++++ Input records ++++
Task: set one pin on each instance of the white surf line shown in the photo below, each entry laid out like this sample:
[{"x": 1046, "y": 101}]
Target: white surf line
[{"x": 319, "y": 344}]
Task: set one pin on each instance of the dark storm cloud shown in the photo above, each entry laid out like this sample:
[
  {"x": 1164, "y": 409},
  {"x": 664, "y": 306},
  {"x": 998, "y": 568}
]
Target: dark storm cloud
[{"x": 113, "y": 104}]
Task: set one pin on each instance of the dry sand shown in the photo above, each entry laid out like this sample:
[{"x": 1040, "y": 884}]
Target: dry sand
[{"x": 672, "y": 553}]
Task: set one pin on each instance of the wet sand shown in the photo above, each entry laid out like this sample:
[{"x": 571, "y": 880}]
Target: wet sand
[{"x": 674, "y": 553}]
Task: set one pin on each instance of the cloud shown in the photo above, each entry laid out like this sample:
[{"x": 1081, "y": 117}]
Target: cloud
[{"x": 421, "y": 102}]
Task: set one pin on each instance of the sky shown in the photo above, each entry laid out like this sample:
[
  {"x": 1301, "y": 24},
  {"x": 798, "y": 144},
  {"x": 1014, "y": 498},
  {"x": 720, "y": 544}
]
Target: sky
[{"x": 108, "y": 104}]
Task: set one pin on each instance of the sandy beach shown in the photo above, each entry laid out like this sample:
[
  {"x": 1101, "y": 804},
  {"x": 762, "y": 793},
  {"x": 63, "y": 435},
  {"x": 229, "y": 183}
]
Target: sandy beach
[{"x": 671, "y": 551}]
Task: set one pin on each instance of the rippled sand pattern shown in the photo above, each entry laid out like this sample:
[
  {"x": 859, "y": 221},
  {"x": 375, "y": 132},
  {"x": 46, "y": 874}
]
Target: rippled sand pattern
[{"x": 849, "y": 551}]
++++
-- Written task --
Arrange every line of the entries above as a JSON list of strings, one string per line, leaving out any blank lines.

-- Result --
[
  "Task: set one pin on each instance of the white surf line shown in the photo below, each entry laid out like this sample:",
  "[{\"x\": 1046, \"y\": 101}]",
  "Target: white surf line",
  "[{\"x\": 319, \"y\": 344}]",
  "Task: set one pin on each instance of the dark storm cloud shown in the photo above, each entry laid out like this sample:",
  "[",
  "  {\"x\": 1164, \"y\": 409},",
  "  {\"x\": 664, \"y\": 306},",
  "  {\"x\": 998, \"y\": 568}",
  "]",
  "Target: dark storm cloud",
  "[{\"x\": 113, \"y\": 104}]",
  "Task: set one pin on each instance of the dry sand shown in the photo above, each entry laid out like this sample:",
  "[{\"x\": 1040, \"y\": 884}]",
  "Target: dry sand",
  "[{\"x\": 672, \"y\": 553}]",
  "Task: set one pin on each instance of the wet sand shown in the photo above, each entry laid out like this sample:",
  "[{\"x\": 571, \"y\": 880}]",
  "Target: wet sand",
  "[{\"x\": 674, \"y\": 553}]",
  "Task: set one pin on each instance of the cloud shown in the photo above, each entry laid out like this sample:",
  "[{\"x\": 1081, \"y\": 117}]",
  "Target: cloud",
  "[{\"x\": 421, \"y\": 102}]",
  "Task: set one pin on each instance of the sky shown in the photo above, each entry laid out like this sample:",
  "[",
  "  {\"x\": 1301, \"y\": 24},",
  "  {\"x\": 798, \"y\": 144},",
  "  {\"x\": 1014, \"y\": 498},",
  "  {\"x\": 720, \"y\": 544}",
  "]",
  "Target: sky",
  "[{\"x\": 108, \"y\": 104}]",
  "Task: set one pin on each instance of the sandy beach shown in the photo above, each entry laid out like this sample:",
  "[",
  "  {\"x\": 1101, \"y\": 804},",
  "  {\"x\": 762, \"y\": 793},",
  "  {\"x\": 63, \"y\": 435},",
  "  {\"x\": 229, \"y\": 183}",
  "]",
  "Target: sandy beach",
  "[{\"x\": 671, \"y\": 551}]",
  "Task: set one pin on each instance of the rippled sand pattern shown in the photo above, each entry laid out like this sample:",
  "[",
  "  {\"x\": 859, \"y\": 221},",
  "  {\"x\": 375, \"y\": 132},",
  "  {\"x\": 46, \"y\": 874}",
  "]",
  "Target: rippled sand pattern",
  "[{\"x\": 849, \"y\": 551}]"
]